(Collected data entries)
┌──
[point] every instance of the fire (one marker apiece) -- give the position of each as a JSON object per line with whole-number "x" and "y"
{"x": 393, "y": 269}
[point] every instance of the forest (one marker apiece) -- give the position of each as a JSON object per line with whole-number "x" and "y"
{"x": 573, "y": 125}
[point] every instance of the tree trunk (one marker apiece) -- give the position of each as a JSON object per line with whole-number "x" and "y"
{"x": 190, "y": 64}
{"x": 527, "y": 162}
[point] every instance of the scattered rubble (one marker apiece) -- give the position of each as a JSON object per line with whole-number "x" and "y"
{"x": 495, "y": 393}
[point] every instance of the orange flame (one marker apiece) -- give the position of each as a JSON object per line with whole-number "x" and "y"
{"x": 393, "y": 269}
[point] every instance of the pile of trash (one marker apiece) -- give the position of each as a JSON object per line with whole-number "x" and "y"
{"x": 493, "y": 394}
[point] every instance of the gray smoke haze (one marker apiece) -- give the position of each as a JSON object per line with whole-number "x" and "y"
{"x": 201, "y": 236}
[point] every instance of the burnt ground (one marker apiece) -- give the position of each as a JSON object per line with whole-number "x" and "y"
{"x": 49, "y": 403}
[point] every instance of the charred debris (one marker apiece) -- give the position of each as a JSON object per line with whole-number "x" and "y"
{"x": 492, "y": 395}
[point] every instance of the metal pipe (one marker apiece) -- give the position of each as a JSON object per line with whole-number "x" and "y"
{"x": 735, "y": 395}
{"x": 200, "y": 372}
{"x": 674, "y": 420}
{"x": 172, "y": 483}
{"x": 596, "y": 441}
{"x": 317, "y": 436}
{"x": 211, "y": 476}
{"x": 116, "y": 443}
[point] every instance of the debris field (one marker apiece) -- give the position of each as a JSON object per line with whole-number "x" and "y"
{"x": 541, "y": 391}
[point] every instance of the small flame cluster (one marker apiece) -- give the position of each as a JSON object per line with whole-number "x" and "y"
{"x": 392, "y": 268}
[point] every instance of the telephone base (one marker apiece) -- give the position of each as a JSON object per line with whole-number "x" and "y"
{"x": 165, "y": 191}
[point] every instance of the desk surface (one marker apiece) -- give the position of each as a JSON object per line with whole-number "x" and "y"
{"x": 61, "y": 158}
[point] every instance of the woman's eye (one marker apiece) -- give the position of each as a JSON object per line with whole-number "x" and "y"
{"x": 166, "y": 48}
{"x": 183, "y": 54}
└──
→ **Problem statement**: Reproduce every one of these items word for word, without changing anything.

→ **Exercise response**:
[point] every instance of the fire (one marker apiece) -- give the position of each as a JSON object per line with whole-number "x" and "y"
{"x": 393, "y": 269}
[point] every instance of the forest (one marker apiece) -- give the position of each as a JSON object per line with whole-number "x" and "y"
{"x": 573, "y": 125}
[point] every instance of the tree trunk (one marker apiece) -- give the position of each as a JSON object per line with whole-number "x" and "y"
{"x": 190, "y": 64}
{"x": 527, "y": 162}
[point] every instance of the scattered rubble (one marker apiece) -- give the position of each as a JSON object per line with whole-number "x" and "y"
{"x": 495, "y": 393}
[point] every instance of the orange flame (one marker apiece) -- give the position of each as a JSON object per line with whole-number "x" and "y"
{"x": 393, "y": 269}
[point] every instance of the pile of trash (one marker apiece) -- give the position of each as a JSON object per line with whole-number "x" and "y"
{"x": 493, "y": 394}
[point] every instance of the gray smoke haze (one marker apiece) -- give the position of each as a JSON object per line with whole-number "x" and "y"
{"x": 201, "y": 236}
[point] every instance of the burnt ground (one marker apiece) -- give the position of each as a JSON object per line with whole-number "x" and "y"
{"x": 49, "y": 403}
[point] every instance of the charred debris (one marker apiece) -- give the position of each as a JSON object per line with whole-number "x" and "y"
{"x": 492, "y": 395}
[point] every instance of the metal pipe (one marker apiece) -- give the position of each as a JSON object per line with whole-number "x" and "y"
{"x": 735, "y": 395}
{"x": 200, "y": 372}
{"x": 674, "y": 420}
{"x": 172, "y": 483}
{"x": 596, "y": 441}
{"x": 317, "y": 436}
{"x": 211, "y": 476}
{"x": 116, "y": 443}
[point] every instance of the debris field (one marker apiece) -- give the position of each as a JSON object per line with whole-number "x" and "y"
{"x": 541, "y": 391}
[point] every instance of the small flame cluster (one marker apiece) -- give the position of each as a JSON object per line with whole-number "x" and "y"
{"x": 392, "y": 268}
[point] every instance of the telephone base (one marker apiece) -- give the position of each as a JSON object per line with whole-number "x" and "y"
{"x": 165, "y": 191}
[point] every instance of the desk surface (one marker apiece) -- give the position of each as a JSON object per line with whole-number "x" and "y"
{"x": 61, "y": 158}
[point] every instance of the woman's eye (one marker apiece) -- give the position of each as a JSON object per line with whole-number "x" and "y"
{"x": 166, "y": 48}
{"x": 183, "y": 54}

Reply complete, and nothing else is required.